::: Source :::
John Keble, Scholar and Poet

The collect for today, the commemoration of John Keble (1792-1866), Priest, Tractarian, Poet (source):

Father of the eternal Word,
in whose encompassing love
all things in peace and order move:
grant that, as thy servant John Keble
adored thee in all creation,
so we may have a humble heart of love
for the mysteries of thy Church
and know thy love to be new every morning,
in Jesus Christ thy Son our Lord,
who liveth and reigneth with thee,
in the unity of the Holy Spirit,
one God, now and for ever.

The Epistle: Romans 12:9-21
The Gospel: St Matthew 5:1-12

John KebleJohn Keble’s Assize Sermon entitled “National Apostasy“, delivered at Oxford on 14 July 1833, is regarded as the beginning of the renewal movement known as the Oxford Movement or Tractarian Movement. In that sermon, preached at the University Church of St. Mary the Virgin, Rev. Keble condemned the growth of liberalism in the Church of England and took the nation to task for turning away from God and ignoring the prophetic calling of the church. The sermon caused a sensation across Britain.
::: Record set :::
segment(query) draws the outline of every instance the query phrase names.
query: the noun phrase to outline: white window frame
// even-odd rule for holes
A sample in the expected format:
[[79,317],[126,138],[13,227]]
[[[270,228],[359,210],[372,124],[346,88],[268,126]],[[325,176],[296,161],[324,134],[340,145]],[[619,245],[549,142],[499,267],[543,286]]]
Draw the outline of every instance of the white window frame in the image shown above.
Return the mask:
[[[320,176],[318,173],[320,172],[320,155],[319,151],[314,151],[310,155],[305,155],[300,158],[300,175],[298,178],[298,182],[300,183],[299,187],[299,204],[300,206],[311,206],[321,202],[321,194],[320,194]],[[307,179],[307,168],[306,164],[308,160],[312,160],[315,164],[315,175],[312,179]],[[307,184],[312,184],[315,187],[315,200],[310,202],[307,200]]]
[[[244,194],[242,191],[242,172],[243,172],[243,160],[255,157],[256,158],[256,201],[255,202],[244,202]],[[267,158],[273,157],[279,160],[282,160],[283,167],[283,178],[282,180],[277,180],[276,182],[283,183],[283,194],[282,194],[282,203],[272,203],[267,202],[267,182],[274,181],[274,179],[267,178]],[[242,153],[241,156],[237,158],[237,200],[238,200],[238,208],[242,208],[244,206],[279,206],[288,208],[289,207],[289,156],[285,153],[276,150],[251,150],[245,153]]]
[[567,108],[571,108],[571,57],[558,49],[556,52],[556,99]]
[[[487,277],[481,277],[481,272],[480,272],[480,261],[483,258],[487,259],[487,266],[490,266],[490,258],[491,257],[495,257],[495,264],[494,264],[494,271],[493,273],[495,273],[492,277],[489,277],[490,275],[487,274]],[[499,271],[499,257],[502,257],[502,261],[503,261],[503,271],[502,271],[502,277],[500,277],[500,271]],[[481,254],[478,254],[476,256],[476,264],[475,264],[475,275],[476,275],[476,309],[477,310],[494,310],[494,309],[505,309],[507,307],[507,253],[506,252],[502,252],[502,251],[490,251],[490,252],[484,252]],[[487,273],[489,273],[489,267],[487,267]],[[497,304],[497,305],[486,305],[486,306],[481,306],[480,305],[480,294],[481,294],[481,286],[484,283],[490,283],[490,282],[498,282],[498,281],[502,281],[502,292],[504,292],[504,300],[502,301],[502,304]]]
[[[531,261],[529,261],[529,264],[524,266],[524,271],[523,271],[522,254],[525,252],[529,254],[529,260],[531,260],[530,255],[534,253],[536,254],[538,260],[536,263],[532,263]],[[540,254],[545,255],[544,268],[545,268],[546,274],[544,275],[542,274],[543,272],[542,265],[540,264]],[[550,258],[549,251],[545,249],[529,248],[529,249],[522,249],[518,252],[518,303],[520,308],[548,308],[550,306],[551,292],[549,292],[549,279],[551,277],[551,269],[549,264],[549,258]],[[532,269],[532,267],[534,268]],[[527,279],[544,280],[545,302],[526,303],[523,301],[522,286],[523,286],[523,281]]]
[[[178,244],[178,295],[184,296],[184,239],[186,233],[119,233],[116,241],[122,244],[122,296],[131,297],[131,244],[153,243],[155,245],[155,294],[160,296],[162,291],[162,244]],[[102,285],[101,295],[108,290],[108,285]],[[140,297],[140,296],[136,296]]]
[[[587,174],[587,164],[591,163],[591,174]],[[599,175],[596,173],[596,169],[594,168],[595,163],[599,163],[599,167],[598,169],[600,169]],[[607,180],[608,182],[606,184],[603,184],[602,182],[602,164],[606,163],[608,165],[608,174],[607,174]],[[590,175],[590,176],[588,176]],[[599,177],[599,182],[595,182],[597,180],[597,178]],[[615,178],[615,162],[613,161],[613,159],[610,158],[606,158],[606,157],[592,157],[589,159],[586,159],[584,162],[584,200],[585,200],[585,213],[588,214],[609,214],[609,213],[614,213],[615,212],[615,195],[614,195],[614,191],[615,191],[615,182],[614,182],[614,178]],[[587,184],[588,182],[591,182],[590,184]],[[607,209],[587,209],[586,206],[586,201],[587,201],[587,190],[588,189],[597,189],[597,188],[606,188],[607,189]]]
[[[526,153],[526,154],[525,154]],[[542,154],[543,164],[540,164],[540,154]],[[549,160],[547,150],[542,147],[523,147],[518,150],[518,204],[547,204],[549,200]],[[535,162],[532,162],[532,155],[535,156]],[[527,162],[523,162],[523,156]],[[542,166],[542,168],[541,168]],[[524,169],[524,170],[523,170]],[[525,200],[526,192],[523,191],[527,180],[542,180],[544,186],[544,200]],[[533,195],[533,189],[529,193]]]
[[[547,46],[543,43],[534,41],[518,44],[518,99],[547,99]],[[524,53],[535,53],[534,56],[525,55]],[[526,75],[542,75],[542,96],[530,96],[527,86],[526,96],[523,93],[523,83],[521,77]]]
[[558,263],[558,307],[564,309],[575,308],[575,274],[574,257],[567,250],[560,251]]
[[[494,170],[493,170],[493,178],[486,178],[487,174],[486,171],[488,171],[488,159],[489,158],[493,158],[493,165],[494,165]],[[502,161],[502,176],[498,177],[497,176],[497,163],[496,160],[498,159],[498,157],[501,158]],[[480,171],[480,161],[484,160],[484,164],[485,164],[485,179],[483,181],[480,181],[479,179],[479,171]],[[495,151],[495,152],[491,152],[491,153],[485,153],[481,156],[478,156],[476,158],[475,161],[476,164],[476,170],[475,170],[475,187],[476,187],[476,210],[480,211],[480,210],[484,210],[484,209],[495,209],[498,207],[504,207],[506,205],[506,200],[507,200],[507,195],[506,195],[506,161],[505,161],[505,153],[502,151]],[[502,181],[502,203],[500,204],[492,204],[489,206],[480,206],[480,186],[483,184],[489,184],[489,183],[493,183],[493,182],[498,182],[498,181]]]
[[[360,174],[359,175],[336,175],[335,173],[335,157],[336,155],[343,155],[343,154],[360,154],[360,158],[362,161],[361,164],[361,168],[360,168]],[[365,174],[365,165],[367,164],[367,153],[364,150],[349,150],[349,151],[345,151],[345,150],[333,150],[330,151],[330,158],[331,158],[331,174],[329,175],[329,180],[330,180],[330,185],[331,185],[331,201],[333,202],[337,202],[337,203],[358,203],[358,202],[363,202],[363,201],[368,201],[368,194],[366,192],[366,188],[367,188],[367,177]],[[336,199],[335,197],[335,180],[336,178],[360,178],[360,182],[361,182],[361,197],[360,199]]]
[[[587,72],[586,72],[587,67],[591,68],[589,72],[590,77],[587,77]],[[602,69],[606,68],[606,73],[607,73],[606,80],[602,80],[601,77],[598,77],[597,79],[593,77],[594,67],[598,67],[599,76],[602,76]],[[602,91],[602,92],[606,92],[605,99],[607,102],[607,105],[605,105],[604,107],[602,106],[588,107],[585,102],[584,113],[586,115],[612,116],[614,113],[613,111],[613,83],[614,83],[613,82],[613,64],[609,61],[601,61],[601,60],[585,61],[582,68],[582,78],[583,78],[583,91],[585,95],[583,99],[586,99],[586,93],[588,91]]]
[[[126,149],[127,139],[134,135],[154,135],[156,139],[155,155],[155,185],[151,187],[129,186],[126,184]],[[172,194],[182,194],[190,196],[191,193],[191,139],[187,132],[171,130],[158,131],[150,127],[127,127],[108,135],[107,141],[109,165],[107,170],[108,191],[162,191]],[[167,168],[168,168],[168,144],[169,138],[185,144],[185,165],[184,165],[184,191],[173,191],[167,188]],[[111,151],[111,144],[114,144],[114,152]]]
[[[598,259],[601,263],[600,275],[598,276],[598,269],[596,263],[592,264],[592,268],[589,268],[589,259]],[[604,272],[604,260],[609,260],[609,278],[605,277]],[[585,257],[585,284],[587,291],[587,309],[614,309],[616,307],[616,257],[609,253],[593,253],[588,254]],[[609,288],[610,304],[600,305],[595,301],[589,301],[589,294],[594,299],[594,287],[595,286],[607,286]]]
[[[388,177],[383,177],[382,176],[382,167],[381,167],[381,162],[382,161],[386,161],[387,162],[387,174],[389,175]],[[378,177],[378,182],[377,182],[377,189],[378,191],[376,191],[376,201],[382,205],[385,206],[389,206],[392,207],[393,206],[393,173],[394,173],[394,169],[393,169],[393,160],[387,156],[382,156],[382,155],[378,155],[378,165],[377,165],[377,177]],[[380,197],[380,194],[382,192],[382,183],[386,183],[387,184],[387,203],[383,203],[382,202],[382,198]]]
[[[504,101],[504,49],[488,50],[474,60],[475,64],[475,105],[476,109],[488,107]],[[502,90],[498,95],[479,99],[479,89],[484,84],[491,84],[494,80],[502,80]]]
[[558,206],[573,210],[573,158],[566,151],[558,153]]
:::
Work to complete -
1 > Copy out the Keble collect from "The collect for" up to and including "and for ever.", switching "servant" to "minister".
2 > Resume the piece on John Keble from the point where it stops.
The records are not needed for this work.

Task-by-task results -
1 >
The collect for today, the commemoration of John Keble (1792-1866), Priest, Tractarian, Poet (source):

Father of the eternal Word,
in whose encompassing love
all things in peace and order move:
grant that, as thy minister John Keble
adored thee in all creation,
so we may have a humble heart of love
for the mysteries of thy Church
and know thy love to be new every morning,
in Jesus Christ thy Son our Lord,
who liveth and reigneth with thee,
in the unity of the Holy Spirit,
one God, now and for ever.

2 >
Between 1833 and 1841, Rev. Keble, John Henry Newman, Edward Bouverie Pusey, and others issued a series of 90 pamphlets called Tracts For The Times (hence Tractarian Movement), in which they presented their views on ecclesiology and theology. Tractarianism emphasised the importance of the ministry and the sacraments as God-given ordinances and ultimately developed into Anglo-Catholicism, which has been highly influential in the Anglican Communion as well as other Christian traditions.

Keble College, Oxford, was founded in his memory in 1870. The College was designed by William Butterfield, a leading exponent of Victorian Gothic who had been raised in a Nonconformist family but later became a convinced High-Church Anglican. He and other architects influenced by the Oxford Movement looked to medieval cathedrals for inspiration and designed churches full of colour as a celebration of God’s creation. The walls of Keble College Chapel are lined with brilliant mosaics showing scenes from the Old Testament and the life of Christ, and patristic and medieval saints. Some see Keble College and Chapel as the high point of Butterfield’s architectural achievements.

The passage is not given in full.